◆ Short problem: Gather every line of the items below that contains the string "front", and treat uppercase and lowercase letters as different.

Part of a data file
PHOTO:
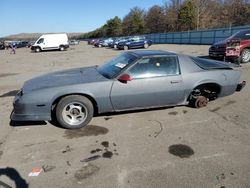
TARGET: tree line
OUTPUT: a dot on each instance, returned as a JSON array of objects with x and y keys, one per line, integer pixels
[{"x": 176, "y": 15}]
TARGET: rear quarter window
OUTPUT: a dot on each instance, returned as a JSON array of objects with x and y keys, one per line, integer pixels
[{"x": 208, "y": 64}]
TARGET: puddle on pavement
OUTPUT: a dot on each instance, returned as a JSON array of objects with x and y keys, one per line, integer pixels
[
  {"x": 10, "y": 94},
  {"x": 86, "y": 171},
  {"x": 180, "y": 150},
  {"x": 67, "y": 149},
  {"x": 89, "y": 130},
  {"x": 223, "y": 105},
  {"x": 105, "y": 144},
  {"x": 107, "y": 154},
  {"x": 173, "y": 113},
  {"x": 107, "y": 118},
  {"x": 184, "y": 111},
  {"x": 47, "y": 168},
  {"x": 95, "y": 151},
  {"x": 7, "y": 74}
]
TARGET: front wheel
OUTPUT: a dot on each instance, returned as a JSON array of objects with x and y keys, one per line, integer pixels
[
  {"x": 245, "y": 56},
  {"x": 125, "y": 47},
  {"x": 74, "y": 111},
  {"x": 37, "y": 49},
  {"x": 62, "y": 48},
  {"x": 200, "y": 102}
]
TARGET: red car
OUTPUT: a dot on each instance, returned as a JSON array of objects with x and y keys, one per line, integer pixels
[{"x": 235, "y": 47}]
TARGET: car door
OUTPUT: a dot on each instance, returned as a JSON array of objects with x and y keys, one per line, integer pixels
[
  {"x": 41, "y": 43},
  {"x": 155, "y": 82}
]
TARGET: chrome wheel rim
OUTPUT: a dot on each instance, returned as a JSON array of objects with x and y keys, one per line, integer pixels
[
  {"x": 74, "y": 113},
  {"x": 246, "y": 56}
]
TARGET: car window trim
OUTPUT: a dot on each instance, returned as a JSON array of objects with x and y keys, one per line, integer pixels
[{"x": 153, "y": 56}]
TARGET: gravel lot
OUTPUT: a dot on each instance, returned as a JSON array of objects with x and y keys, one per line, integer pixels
[{"x": 211, "y": 145}]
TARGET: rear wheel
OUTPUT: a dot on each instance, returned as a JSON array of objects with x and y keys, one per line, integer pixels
[
  {"x": 62, "y": 48},
  {"x": 200, "y": 102},
  {"x": 245, "y": 56},
  {"x": 74, "y": 111},
  {"x": 37, "y": 49}
]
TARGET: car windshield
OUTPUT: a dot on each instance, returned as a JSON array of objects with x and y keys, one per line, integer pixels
[
  {"x": 208, "y": 64},
  {"x": 239, "y": 34},
  {"x": 113, "y": 67}
]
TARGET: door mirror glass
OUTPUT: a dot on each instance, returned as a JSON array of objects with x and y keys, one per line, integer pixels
[{"x": 124, "y": 78}]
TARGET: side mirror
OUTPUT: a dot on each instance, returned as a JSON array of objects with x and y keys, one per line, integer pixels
[{"x": 124, "y": 78}]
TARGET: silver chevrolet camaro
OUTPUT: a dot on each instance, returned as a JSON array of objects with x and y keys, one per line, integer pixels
[{"x": 133, "y": 80}]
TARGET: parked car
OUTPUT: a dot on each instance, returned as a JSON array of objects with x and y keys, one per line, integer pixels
[
  {"x": 107, "y": 41},
  {"x": 22, "y": 44},
  {"x": 134, "y": 42},
  {"x": 51, "y": 42},
  {"x": 92, "y": 41},
  {"x": 74, "y": 42},
  {"x": 115, "y": 42},
  {"x": 133, "y": 80},
  {"x": 1, "y": 46},
  {"x": 236, "y": 46},
  {"x": 98, "y": 43}
]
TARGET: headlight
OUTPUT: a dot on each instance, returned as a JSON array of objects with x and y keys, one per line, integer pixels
[{"x": 20, "y": 93}]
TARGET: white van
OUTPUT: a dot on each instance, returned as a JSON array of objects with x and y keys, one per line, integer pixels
[{"x": 51, "y": 42}]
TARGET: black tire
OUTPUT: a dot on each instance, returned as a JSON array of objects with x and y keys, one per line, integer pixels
[
  {"x": 61, "y": 48},
  {"x": 245, "y": 55},
  {"x": 74, "y": 111},
  {"x": 125, "y": 47},
  {"x": 37, "y": 49}
]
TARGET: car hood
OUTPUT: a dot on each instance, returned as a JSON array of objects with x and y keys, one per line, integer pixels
[
  {"x": 64, "y": 78},
  {"x": 220, "y": 43}
]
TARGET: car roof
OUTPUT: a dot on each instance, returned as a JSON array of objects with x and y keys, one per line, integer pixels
[{"x": 143, "y": 53}]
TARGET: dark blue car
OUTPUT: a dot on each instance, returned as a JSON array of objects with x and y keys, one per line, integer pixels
[{"x": 134, "y": 42}]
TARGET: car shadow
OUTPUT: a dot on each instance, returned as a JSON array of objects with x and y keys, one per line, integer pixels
[
  {"x": 13, "y": 174},
  {"x": 132, "y": 111},
  {"x": 26, "y": 123}
]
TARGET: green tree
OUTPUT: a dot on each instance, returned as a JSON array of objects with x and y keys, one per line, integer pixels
[
  {"x": 133, "y": 23},
  {"x": 187, "y": 16},
  {"x": 154, "y": 19},
  {"x": 114, "y": 27}
]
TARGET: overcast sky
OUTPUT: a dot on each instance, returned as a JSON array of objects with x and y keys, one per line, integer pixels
[{"x": 31, "y": 16}]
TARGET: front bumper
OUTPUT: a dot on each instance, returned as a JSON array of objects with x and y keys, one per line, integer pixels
[
  {"x": 26, "y": 110},
  {"x": 26, "y": 117},
  {"x": 240, "y": 86}
]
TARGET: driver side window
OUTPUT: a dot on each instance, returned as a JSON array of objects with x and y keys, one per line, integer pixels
[{"x": 155, "y": 67}]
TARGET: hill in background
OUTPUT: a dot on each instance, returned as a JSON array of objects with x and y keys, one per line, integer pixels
[{"x": 34, "y": 36}]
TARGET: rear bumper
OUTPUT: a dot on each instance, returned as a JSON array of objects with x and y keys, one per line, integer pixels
[
  {"x": 26, "y": 117},
  {"x": 240, "y": 86}
]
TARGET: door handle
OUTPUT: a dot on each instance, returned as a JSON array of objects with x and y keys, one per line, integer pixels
[{"x": 175, "y": 81}]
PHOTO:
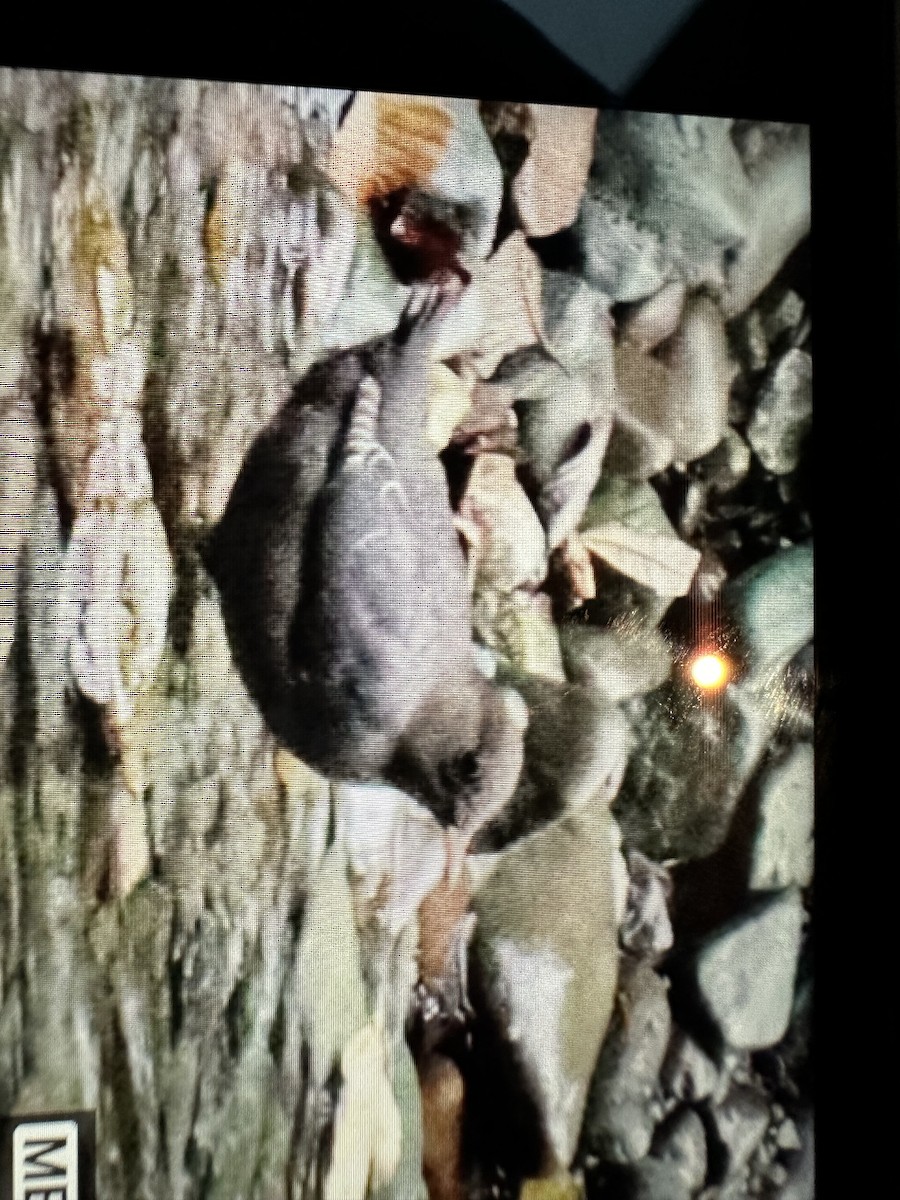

◆ Answer to the exercise:
TARGET: front wheel
TARGET: front bumper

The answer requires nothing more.